[Referring expression pointing data]
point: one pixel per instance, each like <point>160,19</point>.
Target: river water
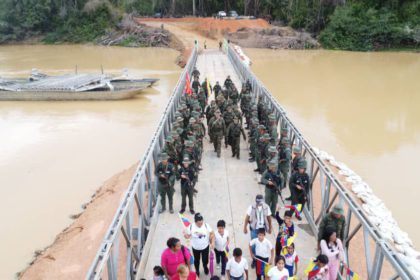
<point>363,108</point>
<point>54,155</point>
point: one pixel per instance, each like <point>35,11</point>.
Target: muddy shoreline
<point>73,250</point>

Your instructions:
May I have exactly the lines from the one containing "point: one pixel per instance, each like <point>35,11</point>." through the last line of the data, both included?

Finished exercise:
point: one pixel per instance, each like <point>35,11</point>.
Target: muddy shoreline
<point>73,250</point>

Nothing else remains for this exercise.